- **Document text**
PUBLIC COMPANY LIMITED BY SHARES

CAPRICORN ENERGY PLC

(Registered in Scotland No: SC226712)

PASSED: 15 MAY 2023 ________________________________________________

________________________________________________

At a General Meeting of Capricorn Energy PLC (the "Company") duly convened and held at 50 Lothian Road, Edinburgh EH3 9BY at 10 a.m. on 15 May 2023, the following resolutions were duly passed, in respect of Resolutions 1 and 2 as ordinary resolutions, and in respect of Resolution 3 as a special resolution:

Ordinary resolutions

    1. THAT, subject to and conditional on the admission of the New Ordinary Shares (as defined in sub-paragraph (b) of this Resolution) to the premium segment of the Official List of the Financial Conduct Authority and to trading on the main market for listed securities of the London Stock Exchange plc becoming effective at 8.00 a.m. on 16 May 2023 (or such later time and / or date as the Directors may in their absolute discretion determine) ("Admission"):
  • (a) a dividend of 115 pence per Existing Ordinary Share (as defined in sub-paragraph (b) of this Resolution) be, and is hereby declared to be, paid to each holder of Existing Ordinary Shares on the register of members of the Company at 6.00 p.m. on 15 May 2023 (the "Record Time"); and
  • (b) each of the ordinary shares of 21/13 pence each in the capital of the Company (the "Existing Ordinary Shares" and each an "Existing Ordinary Share") in issue as at the Record Time (or such later time and / or date as the Directors may in their absolute discretion determine) be sub-divided into 33 ordinary shares of 7/143 pence each in the capital of the Company (the "Intermediate Ordinary Shares") and immediately thereafter every 70 Intermediate Ordinary Shares be consolidated into one ordinary share of 490/143 pence each in the capital of the Company (the "New Ordinary Shares" and each a "New Ordinary Share"), such New Ordinary Shares having the same rights and being subject to the same restrictions (save as to nominal value) as the Existing Ordinary Shares, as set out in the articles of association of the Company, provided that:
    • (i) where such consolidation results in a member being otherwise entitled to a fraction of a New Ordinary Share, such fraction shall be aggregated with the fractions of a New Ordinary Share to which other members of the Company may be entitled into New Ordinary Shares; and
    • (ii) the Directors be authorised to sell (or appoint any other person to sell), on behalf of the relevant members, all the New Ordinary Shares representing such fractions at the best price reasonably obtainable, and to distribute the proceeds of sale (net of expenses) to charities chosen by the Directors, and that any Director (or any person appointed by the Directors) be authorised to execute an instrument of transfer in respect of such shares on behalf of the relevant members and to do all acts and things the Directors consider necessary or desirable to effect the transfer of such shares.
    1. THAT, subject to Resolution 1 set out above being passed and becoming effective, the amendments to the rules of the Capricorn Energy PLC Long Term Incentive Plan (2017) (the

"2017 LTIP") that are (i) summarised in paragraph 5 of Part I of the circular dated 28 April 2023 and sent by the Company to its shareholders; and (ii) contained in the amended rules of the 2017 LTIP produced in draft to the meeting and initialled by the Chair for the purpose of identification, be approved and the directors of the Company be authorised to do all such acts and things as they consider necessary or appropriate to carry the same into effect.

- **Excerpted records**
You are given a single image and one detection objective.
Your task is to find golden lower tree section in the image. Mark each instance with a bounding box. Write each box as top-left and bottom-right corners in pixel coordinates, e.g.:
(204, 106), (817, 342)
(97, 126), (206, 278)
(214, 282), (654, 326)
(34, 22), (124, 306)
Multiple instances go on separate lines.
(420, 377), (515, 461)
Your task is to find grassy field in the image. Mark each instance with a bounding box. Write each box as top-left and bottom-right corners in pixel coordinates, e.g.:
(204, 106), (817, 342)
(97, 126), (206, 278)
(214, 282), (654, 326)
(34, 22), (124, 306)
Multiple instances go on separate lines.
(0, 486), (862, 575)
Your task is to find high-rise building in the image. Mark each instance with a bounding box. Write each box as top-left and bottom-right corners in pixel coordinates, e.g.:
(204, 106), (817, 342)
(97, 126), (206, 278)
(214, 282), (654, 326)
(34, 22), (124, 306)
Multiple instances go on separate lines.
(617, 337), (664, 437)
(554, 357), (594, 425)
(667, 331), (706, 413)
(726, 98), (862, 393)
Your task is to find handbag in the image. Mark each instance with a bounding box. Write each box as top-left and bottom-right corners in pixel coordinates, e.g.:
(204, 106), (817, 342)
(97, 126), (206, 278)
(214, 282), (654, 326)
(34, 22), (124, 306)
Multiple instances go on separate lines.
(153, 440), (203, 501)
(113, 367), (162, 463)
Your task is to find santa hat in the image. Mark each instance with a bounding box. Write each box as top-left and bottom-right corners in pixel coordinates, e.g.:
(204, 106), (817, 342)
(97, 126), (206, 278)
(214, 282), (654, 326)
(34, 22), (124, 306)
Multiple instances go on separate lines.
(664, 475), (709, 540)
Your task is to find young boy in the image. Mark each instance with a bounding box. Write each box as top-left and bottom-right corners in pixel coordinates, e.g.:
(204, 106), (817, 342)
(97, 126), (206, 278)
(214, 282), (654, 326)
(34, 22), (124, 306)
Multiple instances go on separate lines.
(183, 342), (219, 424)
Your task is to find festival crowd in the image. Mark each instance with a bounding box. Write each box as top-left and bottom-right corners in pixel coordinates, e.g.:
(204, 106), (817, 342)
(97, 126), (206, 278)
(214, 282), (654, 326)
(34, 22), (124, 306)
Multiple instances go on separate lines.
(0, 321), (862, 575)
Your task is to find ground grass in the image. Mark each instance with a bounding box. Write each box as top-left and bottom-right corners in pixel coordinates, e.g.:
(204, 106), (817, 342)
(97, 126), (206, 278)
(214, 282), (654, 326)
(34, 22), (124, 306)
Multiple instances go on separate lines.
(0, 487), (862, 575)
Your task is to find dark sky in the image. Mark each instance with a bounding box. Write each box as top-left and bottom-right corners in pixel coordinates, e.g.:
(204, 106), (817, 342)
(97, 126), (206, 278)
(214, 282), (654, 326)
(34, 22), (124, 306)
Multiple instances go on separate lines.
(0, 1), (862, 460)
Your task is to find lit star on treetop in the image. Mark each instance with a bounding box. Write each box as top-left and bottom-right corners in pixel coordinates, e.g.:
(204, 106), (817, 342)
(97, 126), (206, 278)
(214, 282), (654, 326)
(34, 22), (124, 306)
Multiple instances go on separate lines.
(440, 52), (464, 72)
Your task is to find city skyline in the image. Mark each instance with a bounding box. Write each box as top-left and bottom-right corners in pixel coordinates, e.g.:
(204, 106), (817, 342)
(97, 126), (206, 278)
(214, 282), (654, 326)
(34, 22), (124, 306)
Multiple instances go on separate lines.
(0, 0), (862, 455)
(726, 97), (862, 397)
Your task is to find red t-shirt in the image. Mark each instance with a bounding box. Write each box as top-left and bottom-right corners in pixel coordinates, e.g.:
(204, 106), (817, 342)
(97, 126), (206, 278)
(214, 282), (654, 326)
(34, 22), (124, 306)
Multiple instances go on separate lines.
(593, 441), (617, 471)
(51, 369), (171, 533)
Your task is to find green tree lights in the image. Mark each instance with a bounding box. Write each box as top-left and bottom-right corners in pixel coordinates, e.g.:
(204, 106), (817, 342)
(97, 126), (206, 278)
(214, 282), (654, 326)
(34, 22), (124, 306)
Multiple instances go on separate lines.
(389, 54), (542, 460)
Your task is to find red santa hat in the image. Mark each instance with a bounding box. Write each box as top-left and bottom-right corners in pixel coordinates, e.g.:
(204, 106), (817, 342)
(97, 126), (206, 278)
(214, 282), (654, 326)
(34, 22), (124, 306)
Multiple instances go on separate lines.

- **Your tasks**
A. Using the Capricorn Energy resolutions, explain in one to three sentences how each Existing Ordinary Share is turned into New Ordinary Shares, and what happens to any resulting fractions.
B. Answer these questions from the Capricorn Energy resolutions, one line each:
(i) At what address was the General Meeting held?
(ii) What dividend is declared per Existing Ordinary Share?
(iii) What is the date of the circular that summarizes the amendments to the 2017 LTIP?

- **Responses for each task**
A. Each Existing Ordinary Share of 21/13 pence is first sub-divided into 33 Intermediate Ordinary Shares of 7/143 pence each. Every 70 of those are then consolidated into one New Ordinary Share of 490/143 pence. Any fractions of a New Ordinary Share are pooled and sold by the Directors, and the net proceeds go to charities the Directors choose.

B.
(i) 50 Lothian Road, Edinburgh EH3 9BY
(ii) 115 pence
(iii) 28 April 2023